TO DO:
Treat the line with "Where can the black" as the starting point. Write it out and every line after it through the end of the listing below, exactly.

○ ○ ○

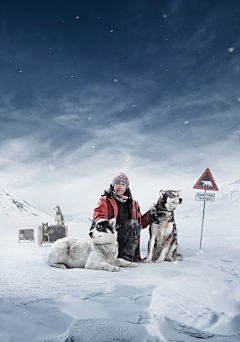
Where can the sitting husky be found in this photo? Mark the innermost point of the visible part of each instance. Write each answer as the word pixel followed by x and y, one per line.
pixel 98 252
pixel 163 231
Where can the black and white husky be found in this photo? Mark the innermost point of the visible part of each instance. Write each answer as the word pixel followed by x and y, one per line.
pixel 163 231
pixel 98 252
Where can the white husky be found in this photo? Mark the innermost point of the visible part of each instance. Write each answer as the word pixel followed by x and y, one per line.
pixel 98 252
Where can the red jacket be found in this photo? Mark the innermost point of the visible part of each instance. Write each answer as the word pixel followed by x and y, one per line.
pixel 107 209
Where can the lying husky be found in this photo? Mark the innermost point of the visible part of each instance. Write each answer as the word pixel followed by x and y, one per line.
pixel 163 231
pixel 99 252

○ ○ ○

EXERCISE SOLUTION:
Where can the black and white husky be found in this photo? Mark the innermost point of the visible part of each instance. Write each answer as the word pixel followed by x and y, one per line.
pixel 163 231
pixel 98 252
Where can the white husky be found in this photo? Mark the innermost point of the visible part of each instance. Write each answer as the word pixel followed by x and y, one per line.
pixel 98 252
Where can the red jacket be found in this photo? Mark the innermost point of the visible part of each instance. Write each answer as the word pixel followed by x and y, one per line.
pixel 107 209
Where can the lying husky be found in this photo? Mark the innermost point of the visible part of each instance. Write each answer as the word pixel followed by x and y, one per line.
pixel 163 231
pixel 99 252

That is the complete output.